TASKS TO CARRY OUT:
1) List every city named in the passage on US foreign policy.
2) Write the next part of the passage on US foreign policy, picking up after its final sentence.

Washington has of course been providing essential support to Kiev in its current conflict with Moscow. Meanwhile, it is engaged in a new cold war with Beijing.

The American scholar notes that, even though US President Joe Biden came into office proclaiming that “America is back” (after years of former President Donal Trump’s relative “isolationism”, if you may call it that, though only relatively), the current American president in fact withdrew from Afghanistan and seemed to reject the idea of a “forever war” there. Moreover, he also initially pursued a “stable and predictable relationship” with Moscow.

One should say it did not last much, though. Not too long after removing its troops from Afghanistan, Biden escalated the American forever war in Somalia, for example. And, one year after that withdrawal, the US now finds itself entrenched in two arenas simultaneously, while it tries to encircle and contain two superpowers at once.

An interesting point Stephen Wertheim makes is that by pushing the narrative that the conflict in Ukraine is all about “a defense of democracy”, albeit Ukraine could hardly be described as a democratic country from a Western or anyone’s perspective, the US and its global North allies in fact alienate and exclude much of the global south. The US “human rights” and “democracy” narrative that informs much of its foreign policy, in any case, is simply a weaponization of these very concepts, as anyone can easily tell just by paying any attention to the covering up of Ukraine’s own record on this, for instance.

Wertheim also argues that the American “engagement” strategy was really about regime change, in an attempt to make China look like a liberal democracy Western country. This has been replaced today by a “containment” strategy, but the truth is that neither approach has worked. What he proposes is a “mutual coexistence”, based on the premise that Beijing has “its own system” (albeit one which the US does not approve of). In this scenario, for the sake of avoiding the serious risks of a “great-power war” Washington would not try to “change the Chinese regime” and would acknowledge that “not all aspects of Chinese power run counter to U.S. interests in the world” – plus “some things are also not worth antagonizing China over.”

Thus, Stephen Wertheim reasons that the White House should go back to its own One China Policy, as it had been practiced for decades, though still maintaining some degree of “strategic ambiguity” on Taiwan, so as not to provoke and corner the Chinese into thinking they will need to act there. The academic goes beyond that and, in practice, argues that Washington “doesn’t have vital interests implicated in the Middle East” and therefore should “draw down” its security partnerships there. In the same way, it should pursue a “transition” in Europe so that Europeans themselves lead the defense of their own continent.

GIVEN DATA:
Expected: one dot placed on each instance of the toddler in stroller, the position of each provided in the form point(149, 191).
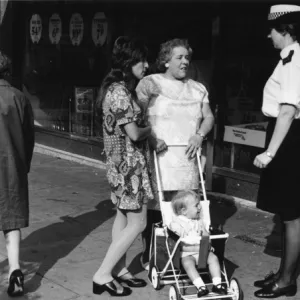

ANSWERS IN ORDER:
1) Washington, Kiev, Moscow, Beijing

2)
Wertheim’s defense of “restraint” (or so-called “offshore balancing”) echoes that of Stephen M. Walt, a Harvard University professor of international relations, who adopts a realist stance on foreign policy. Walt has been defending that there is not much need for the US to deploy significant forces neither in Europe nor in the Middle East, and that a more restrained foreign policy would free up resources for much needed long-term domestic investments in the nation’s future. Walt argues that realists were correct about the dangers of NATO enlargement, the Iraq war, about Afghanistan, and so on. Thus, they should be heard.

In a similar “pro-restraint” vein, former U.S. Secretary of State Henry Kissinger has been urging peace talks with Russia, necessarily involving some territorial compromise in Ukraine, so as to avoid a permanent break with Moscow. Realist scholar John J. Mearsheimer in turn has also warned that the US-led Western policy toward Ukraine would lead to trouble, as have many other realists.

These calls for restraint are not only feasible but are in fact quite urgent. Europe already seems to be slowly “abandoning” Ukraine, which, from the US perspective, overburdens Washington. The US is already overextending its power in its effort to contain two superpowers at once. If one stretches too far, one breaks, as the saying goes. It is about time Washington exercises some restraint – in Taiwan, Ukraine and beyond.

“Containment” has simply not worked and the unipolar moment has already passed – whether the American establishment likes it or not. Therefore, the United States needs to get out of the escalatory dynamic it has put itself into, for the sake of global peace; and it must surrender much of its military overcommitment.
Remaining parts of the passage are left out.